>>>
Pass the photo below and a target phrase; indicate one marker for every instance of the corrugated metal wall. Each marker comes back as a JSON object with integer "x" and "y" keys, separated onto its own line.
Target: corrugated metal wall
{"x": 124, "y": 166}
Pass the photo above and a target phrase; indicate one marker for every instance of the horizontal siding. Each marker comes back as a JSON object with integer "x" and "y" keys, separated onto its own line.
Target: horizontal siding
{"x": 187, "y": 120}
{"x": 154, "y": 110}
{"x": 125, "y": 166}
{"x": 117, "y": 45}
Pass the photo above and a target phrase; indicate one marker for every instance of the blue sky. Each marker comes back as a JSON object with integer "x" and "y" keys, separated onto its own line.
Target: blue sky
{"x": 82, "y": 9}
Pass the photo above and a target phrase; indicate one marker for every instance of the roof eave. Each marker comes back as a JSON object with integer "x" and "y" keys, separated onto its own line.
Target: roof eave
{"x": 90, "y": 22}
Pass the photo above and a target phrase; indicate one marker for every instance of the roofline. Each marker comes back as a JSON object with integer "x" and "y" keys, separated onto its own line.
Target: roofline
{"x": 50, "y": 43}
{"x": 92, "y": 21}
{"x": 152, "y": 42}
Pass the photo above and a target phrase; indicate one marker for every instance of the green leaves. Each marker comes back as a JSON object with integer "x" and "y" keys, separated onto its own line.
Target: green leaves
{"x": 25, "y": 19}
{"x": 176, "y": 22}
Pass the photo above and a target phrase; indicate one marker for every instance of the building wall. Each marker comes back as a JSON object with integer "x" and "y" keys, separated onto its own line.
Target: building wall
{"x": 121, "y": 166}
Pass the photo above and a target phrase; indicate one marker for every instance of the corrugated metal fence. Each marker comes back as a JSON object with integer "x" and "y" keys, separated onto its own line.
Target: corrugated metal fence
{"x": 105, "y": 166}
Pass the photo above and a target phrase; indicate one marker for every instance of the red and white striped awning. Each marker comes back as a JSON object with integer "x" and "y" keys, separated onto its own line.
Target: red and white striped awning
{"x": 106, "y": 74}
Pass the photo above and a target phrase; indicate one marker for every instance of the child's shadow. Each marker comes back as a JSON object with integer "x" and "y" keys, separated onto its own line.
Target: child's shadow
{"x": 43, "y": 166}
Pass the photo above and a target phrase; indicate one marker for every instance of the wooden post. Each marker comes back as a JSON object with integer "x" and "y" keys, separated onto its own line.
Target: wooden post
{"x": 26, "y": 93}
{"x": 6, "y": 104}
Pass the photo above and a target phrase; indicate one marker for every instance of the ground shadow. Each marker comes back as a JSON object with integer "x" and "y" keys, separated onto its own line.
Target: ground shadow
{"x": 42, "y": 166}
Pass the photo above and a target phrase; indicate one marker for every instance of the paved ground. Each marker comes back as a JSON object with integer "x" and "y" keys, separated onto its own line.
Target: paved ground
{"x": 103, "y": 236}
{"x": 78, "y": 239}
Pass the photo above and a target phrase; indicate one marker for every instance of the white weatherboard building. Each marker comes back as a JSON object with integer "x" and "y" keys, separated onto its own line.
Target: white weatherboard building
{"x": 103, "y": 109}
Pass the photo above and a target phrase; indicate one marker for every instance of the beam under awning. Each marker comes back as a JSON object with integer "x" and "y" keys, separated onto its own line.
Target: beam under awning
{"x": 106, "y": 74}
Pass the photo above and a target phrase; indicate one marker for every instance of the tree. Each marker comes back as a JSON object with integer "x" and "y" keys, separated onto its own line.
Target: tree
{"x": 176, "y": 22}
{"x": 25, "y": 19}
<<<
YOUR INSTRUCTIONS:
Set down all of the data above, word for word.

SOLUTION TO THIS PROBLEM:
Pass the photo below and a target phrase; indicate one marker for every instance of the corrugated metal wall. Each marker comes back as a JSON object with integer "x" and "y" keys, separated onto its own line.
Target: corrugated metal wall
{"x": 124, "y": 166}
Pass the photo above and a target phrase; indicate one marker for every instance of the horizontal siding. Each marker comes back as a JSON object with integer "x" and "y" keys, separated onto its own line.
Target: horizontal siding
{"x": 187, "y": 120}
{"x": 154, "y": 110}
{"x": 125, "y": 166}
{"x": 117, "y": 45}
Pass the photo above and a target phrase; indicate one marker for every instance of the blue sky. Each marker comes back as a JSON object with integer "x" and "y" keys, separated onto its own line.
Target: blue sky
{"x": 82, "y": 9}
Pass the photo above and a target phrase; indicate one marker for every instance of the roof eave. Each marker comes back as a JSON object with integer "x" and "y" keys, separated onto its own line.
Target: roof eave
{"x": 90, "y": 22}
Pass the photo above and a target phrase; indicate one marker for every instance of the roofline. Each marker comes back as a JSON object with integer "x" and "y" keys, separated onto its own line.
Target: roofline
{"x": 50, "y": 43}
{"x": 92, "y": 21}
{"x": 152, "y": 42}
Pass the photo above and a target phrase; indicate one marker for every instance of the green leaves. Each marker comes back as a JSON object with integer "x" and "y" keys, separated onto its own line.
Target: green leaves
{"x": 25, "y": 19}
{"x": 176, "y": 22}
Pass the photo above and a target phrase; indicate one marker for every instance of the building wall. Each marker comes back as a JSON object with integer "x" and "y" keys, separated onto its own line.
Target: building wall
{"x": 121, "y": 166}
Pass the photo above and a target phrase; indicate one marker for every instance of the corrugated metal fence. Each marker comes back as a JSON object with integer "x" and "y" keys, separated onto its own line.
Target: corrugated metal fence
{"x": 105, "y": 166}
Pass the photo above and a target phrase; indicate one marker for every instance of the red and white striped awning. Each marker comes back as a JSON object with integer "x" and "y" keys, separated onto its own line.
Target: red and white striped awning
{"x": 106, "y": 74}
Pass the photo above and a target phrase; indicate one marker for every instance of the child's shadow. Each marker comes back as a JSON object with integer "x" and "y" keys, separated onto its own line.
Target: child's shadow
{"x": 43, "y": 166}
Pass the photo above and a target phrase; indicate one marker for every instance of the wooden post. Each marker comes back as a JSON object with integer "x" and "y" keys, separated onto its own line.
Target: wooden post
{"x": 26, "y": 93}
{"x": 6, "y": 104}
Pass the photo above and a target phrase; indicate one marker for every instance of the ground shadow. Each marker comes back as a JSON object with integer "x" and "y" keys, separated onto its own line.
Target: ground shadow
{"x": 42, "y": 166}
Pass the photo above and a target phrase; indicate one marker for every instance of the paved ground. Each marker comes back as a JSON object with integer "x" and "y" keys, separated onto its own line.
Target: paved ground
{"x": 103, "y": 236}
{"x": 78, "y": 239}
Pass the photo above and a target phrase; indicate one marker for every instance of the white weatherboard building. Each marker comes back as a JSON object with integer "x" and "y" keys, separated onto its own line.
Target: white weatherboard building
{"x": 103, "y": 109}
Pass the photo above and a target phrase; indicate one marker for every instance of the beam under awning. Each marker comes back as a JSON object with integer "x" and "y" keys, separated onto its own line.
Target: beam under awning
{"x": 106, "y": 74}
Pass the photo above and a target phrase; indicate one marker for every instance of the tree. Each marker comes back as a JSON object with integer "x" and "y" keys, separated onto its own line.
Target: tree
{"x": 176, "y": 22}
{"x": 25, "y": 19}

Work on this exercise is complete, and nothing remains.